## Exercise aim
Copy the lines that follow, keeping every character the same.

## Exercise data
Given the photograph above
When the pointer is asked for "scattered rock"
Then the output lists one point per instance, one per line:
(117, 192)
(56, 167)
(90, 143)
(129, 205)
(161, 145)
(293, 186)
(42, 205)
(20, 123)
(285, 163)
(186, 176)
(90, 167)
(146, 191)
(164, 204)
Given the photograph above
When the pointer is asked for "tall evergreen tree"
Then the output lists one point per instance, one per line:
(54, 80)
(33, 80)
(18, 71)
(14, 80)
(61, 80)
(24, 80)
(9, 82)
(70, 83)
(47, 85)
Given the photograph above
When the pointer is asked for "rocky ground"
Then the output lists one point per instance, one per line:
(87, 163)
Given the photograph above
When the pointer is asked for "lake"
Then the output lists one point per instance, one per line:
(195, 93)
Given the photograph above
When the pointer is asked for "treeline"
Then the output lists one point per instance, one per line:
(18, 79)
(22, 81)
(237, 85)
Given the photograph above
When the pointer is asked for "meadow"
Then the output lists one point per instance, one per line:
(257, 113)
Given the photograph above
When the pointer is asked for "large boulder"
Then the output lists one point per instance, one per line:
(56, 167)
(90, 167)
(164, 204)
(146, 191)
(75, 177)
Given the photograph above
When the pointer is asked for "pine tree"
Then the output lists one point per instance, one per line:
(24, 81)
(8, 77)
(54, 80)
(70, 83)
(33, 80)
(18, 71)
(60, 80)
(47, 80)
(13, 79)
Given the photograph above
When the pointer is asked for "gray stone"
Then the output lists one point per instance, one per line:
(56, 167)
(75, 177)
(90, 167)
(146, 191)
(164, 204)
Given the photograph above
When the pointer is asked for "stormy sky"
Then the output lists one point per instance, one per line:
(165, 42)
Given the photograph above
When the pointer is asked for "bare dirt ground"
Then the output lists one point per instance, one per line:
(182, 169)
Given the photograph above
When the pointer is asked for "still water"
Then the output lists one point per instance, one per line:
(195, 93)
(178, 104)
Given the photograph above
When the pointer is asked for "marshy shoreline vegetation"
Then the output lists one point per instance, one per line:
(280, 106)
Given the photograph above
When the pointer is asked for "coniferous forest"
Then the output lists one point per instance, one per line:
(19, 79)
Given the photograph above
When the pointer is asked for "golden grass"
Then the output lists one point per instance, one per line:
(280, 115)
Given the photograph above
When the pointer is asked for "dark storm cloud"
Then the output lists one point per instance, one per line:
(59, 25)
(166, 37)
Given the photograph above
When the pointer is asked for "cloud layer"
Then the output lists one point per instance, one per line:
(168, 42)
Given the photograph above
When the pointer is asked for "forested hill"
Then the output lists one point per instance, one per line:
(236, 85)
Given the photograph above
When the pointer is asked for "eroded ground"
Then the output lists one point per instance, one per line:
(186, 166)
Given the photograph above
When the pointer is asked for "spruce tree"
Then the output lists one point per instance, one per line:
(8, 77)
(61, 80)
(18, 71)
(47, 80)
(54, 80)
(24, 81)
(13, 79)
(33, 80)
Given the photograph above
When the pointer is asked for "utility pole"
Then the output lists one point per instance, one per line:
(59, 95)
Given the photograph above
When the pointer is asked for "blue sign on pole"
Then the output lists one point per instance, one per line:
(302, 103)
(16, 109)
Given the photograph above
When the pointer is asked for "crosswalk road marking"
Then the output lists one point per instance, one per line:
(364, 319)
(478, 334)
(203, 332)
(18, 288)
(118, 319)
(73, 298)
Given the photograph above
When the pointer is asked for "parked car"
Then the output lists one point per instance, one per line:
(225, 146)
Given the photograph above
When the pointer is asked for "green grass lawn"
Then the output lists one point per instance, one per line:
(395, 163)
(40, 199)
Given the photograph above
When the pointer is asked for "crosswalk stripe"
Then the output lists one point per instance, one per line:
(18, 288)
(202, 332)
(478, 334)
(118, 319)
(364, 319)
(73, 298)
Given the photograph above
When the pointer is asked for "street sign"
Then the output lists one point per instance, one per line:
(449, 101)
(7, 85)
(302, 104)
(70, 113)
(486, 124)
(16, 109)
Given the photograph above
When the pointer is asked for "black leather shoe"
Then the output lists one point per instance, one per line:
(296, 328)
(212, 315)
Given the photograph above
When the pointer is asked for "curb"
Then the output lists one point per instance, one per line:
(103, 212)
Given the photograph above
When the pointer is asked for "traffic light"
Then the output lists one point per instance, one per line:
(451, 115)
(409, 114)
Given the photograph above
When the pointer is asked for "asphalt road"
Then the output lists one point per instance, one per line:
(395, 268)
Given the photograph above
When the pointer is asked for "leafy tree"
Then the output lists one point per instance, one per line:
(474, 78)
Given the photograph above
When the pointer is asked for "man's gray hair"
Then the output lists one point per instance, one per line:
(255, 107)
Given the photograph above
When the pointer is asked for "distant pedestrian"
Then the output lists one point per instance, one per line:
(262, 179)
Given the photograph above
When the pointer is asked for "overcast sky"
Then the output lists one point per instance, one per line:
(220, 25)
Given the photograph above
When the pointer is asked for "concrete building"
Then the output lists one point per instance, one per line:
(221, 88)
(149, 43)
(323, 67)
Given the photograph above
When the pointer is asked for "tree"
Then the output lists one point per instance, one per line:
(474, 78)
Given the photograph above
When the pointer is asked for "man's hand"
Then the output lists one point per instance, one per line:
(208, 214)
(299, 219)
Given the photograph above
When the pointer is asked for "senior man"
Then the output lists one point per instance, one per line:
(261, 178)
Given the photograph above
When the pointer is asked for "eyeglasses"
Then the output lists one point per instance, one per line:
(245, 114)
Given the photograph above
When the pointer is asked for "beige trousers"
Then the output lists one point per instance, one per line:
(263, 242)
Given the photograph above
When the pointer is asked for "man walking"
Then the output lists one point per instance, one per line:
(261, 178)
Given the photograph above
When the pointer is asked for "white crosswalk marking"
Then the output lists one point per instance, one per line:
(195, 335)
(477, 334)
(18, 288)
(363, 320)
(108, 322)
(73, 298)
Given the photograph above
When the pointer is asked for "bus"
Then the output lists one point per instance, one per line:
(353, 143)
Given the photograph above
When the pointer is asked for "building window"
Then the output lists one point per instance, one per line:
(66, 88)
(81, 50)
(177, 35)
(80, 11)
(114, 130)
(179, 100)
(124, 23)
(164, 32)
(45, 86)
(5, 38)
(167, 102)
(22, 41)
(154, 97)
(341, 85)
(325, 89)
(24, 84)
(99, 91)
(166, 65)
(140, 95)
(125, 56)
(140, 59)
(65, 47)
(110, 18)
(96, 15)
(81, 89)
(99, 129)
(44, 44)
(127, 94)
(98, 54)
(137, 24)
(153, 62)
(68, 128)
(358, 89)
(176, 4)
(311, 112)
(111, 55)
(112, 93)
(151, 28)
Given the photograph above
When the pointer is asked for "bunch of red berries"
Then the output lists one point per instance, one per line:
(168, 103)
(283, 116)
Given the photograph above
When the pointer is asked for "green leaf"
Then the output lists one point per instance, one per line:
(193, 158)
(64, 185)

## Answer in full
Given the photograph above
When the pointer is asked for "scattered rock"
Then the output lists one point per instance, one per line:
(117, 192)
(56, 167)
(90, 143)
(129, 205)
(161, 145)
(293, 186)
(42, 205)
(20, 123)
(285, 163)
(186, 176)
(90, 167)
(146, 191)
(164, 204)
Given the photograph above
When the pointer is asked for "tall evergreen tree"
Then the output lists one point per instance, one per line:
(54, 80)
(33, 80)
(18, 71)
(14, 80)
(61, 80)
(24, 80)
(9, 82)
(70, 83)
(47, 85)
Given the photograph above
When the pointer is asked for "rocky ground"
Then the output lists one point per instance, one per line:
(87, 163)
Given the photograph above
When the pointer is asked for "lake"
Then the output lists one point per instance, one per line:
(195, 93)
Given the photograph above
When the pointer is asked for "treeline"
Then the output lists one point per instance, one per line:
(18, 79)
(22, 81)
(237, 85)
Given the photograph above
When the pointer is asked for "meadow"
Then the output lists one point per instance, one per line:
(257, 113)
Given the photograph above
When the pointer is asked for "large boulder"
Then the output lists one point per instance, one per line:
(56, 167)
(90, 167)
(164, 204)
(146, 191)
(75, 177)
Given the photograph above
When the pointer is asked for "pine tree"
Then the output lists one point per instance, one per line:
(24, 81)
(8, 77)
(54, 80)
(70, 83)
(33, 80)
(18, 71)
(60, 80)
(47, 80)
(13, 79)
Given the photograph above
When the pointer is asked for "gray stone"
Then the output lists one point per instance, one per line:
(56, 167)
(75, 177)
(90, 167)
(146, 191)
(164, 204)
Given the photograph above
When the pointer is asked for "stormy sky"
Then the output lists one point per instance, one per line:
(165, 42)
Given the photograph above
When the pointer is asked for "bare dirt ground"
Then the output lists one point per instance, one per line:
(182, 169)
Given the photograph above
When the pointer is asked for "still water"
Then the output lists one point per instance, one per line:
(195, 93)
(178, 104)
Given the photograph above
When the pointer is asked for "marshy shoreline vegetation"
Then the output lists one point per instance, one per line:
(280, 106)
Given the photograph above
When the pointer is asked for "coniferous forest"
Then the output lists one point per instance, one per line:
(19, 79)
Given the photograph above
When the pointer is asked for "golden grass"
Then the output lists one point per instance, one per line:
(280, 115)
Given the photograph above
When the pointer is asked for "dark storm cloud"
Then the output lists one point per instance, one per line:
(59, 25)
(166, 37)
Given the photograph above
When the pointer is asked for "cloud layer"
Then the output lists one point per instance, one per line:
(168, 42)
Given the photograph above
When the pointer is asked for "forested hill"
Then the output lists one point per instance, one per line:
(236, 85)
Given the photograph above
When the pointer is asked for "eroded ground"
Then the output lists one point per instance, one per line:
(186, 166)
Given the photograph above
When the pointer is asked for "spruce tree"
Then the output lists one point per instance, one per line:
(8, 77)
(61, 80)
(18, 71)
(47, 80)
(54, 80)
(24, 81)
(13, 79)
(33, 80)
Given the photograph above
When the pointer is asked for "utility pole"
Then the output lists one point per instance, one per line:
(59, 95)
Given the photograph above
When the pointer is asked for "blue sign on pole"
Then the output lists one point per instance, one per line:
(302, 103)
(16, 109)
Given the photograph above
When the pointer is asked for "crosswalk road marking"
Then the output lists one point per instance, one per line:
(364, 319)
(478, 334)
(203, 332)
(18, 288)
(118, 319)
(73, 298)
Given the photograph above
When the pointer is asked for "parked car"
Then the output lists one point per instance, one per line:
(225, 146)
Given the photograph above
When the pointer is asked for "green grass lawn"
Then the output lists one point per instance, one per line:
(395, 163)
(40, 199)
Given the photograph above
When the pointer is asked for "crosswalk stripe"
Then the output lists one point per instance, one per line:
(18, 288)
(202, 332)
(478, 334)
(118, 319)
(364, 319)
(73, 298)
Given the photograph above
When the pointer is asked for "street sign"
Then the output lists one point per instance, one per line:
(449, 101)
(7, 85)
(302, 104)
(70, 113)
(486, 124)
(16, 109)
Given the photograph above
When the pointer is asked for "black leather shoe"
Then the output lists one point per instance, one per line:
(296, 328)
(212, 315)
Given the photograph above
When the pointer is asked for "curb"
Then the output lists one point per instance, one per line:
(103, 212)
Given the photograph above
When the pointer is asked for "traffic light"
Then the output lists one point per instance, one per line:
(451, 115)
(409, 114)
Given the photograph above
When the pointer is asked for "asphalt road"
Then the output lists one point per instance, one per line:
(395, 268)
Given the photograph above
When the pointer is asked for "leafy tree"
Then the output lists one point per instance, one per line:
(474, 78)
Given the photograph above
When the pointer is asked for "man's gray hair"
Then the output lists one point per instance, one per line:
(255, 107)
Given the photograph above
When the pointer is asked for "distant pedestrian"
Then the output lists one point per instance, one per line:
(262, 179)
Given the photograph above
When the pointer is asked for "overcast sky"
Then the output lists one point per instance, one per line:
(220, 25)
Given the photograph above
When the pointer is asked for "concrete building"
Then the output lists one point per instance, one per line:
(221, 88)
(149, 43)
(323, 67)
Given the photograph above
When the pointer is asked for "tree"
Then the output lists one point per instance, one per line:
(474, 78)
Given the photograph above
When the pointer is asked for "man's hand"
Then the output lists one point per instance, one per line:
(208, 214)
(299, 219)
Given the photograph above
When the pointer is asked for "senior man"
Then the output lists one point per instance, one per line:
(261, 178)
Given the photograph above
When the pointer is asked for "eyeglasses"
Then the output lists one point per instance, one per line:
(245, 114)
Given the photograph above
When the pointer is asked for "beige trousers"
Then the output lists one point per instance, one per line:
(263, 242)
Given the photograph above
When the pointer is asked for "man walking"
Then the output lists one point per instance, one per line:
(261, 178)
Given the photograph above
When the pointer is asked for "white crosswalk marking"
Then the output lists one point per instance, one per line:
(195, 335)
(477, 334)
(18, 288)
(363, 320)
(108, 322)
(73, 298)
Given the photograph above
When the pointer is asked for "bus"
Then the output lists one point per instance, one per line:
(353, 143)
Given the photograph above
When the pointer is asked for "building window"
Then the output lists one point per instance, one per line:
(66, 88)
(81, 50)
(177, 35)
(80, 11)
(114, 130)
(179, 100)
(124, 23)
(164, 32)
(45, 86)
(5, 38)
(167, 102)
(22, 41)
(154, 97)
(341, 85)
(325, 89)
(24, 84)
(99, 91)
(166, 65)
(140, 95)
(125, 56)
(140, 59)
(65, 47)
(110, 18)
(96, 15)
(81, 89)
(99, 129)
(44, 44)
(127, 94)
(98, 54)
(137, 24)
(153, 62)
(68, 128)
(358, 89)
(176, 4)
(311, 112)
(111, 55)
(112, 93)
(151, 28)
Given the photograph above
When the pointer is asked for "bunch of red berries"
Then the output lists one point per instance, one per line:
(168, 103)
(283, 116)
Given the photograph above
When the pointer is asked for "green leaf"
Then the output lists one point per instance, one per line:
(193, 158)
(64, 185)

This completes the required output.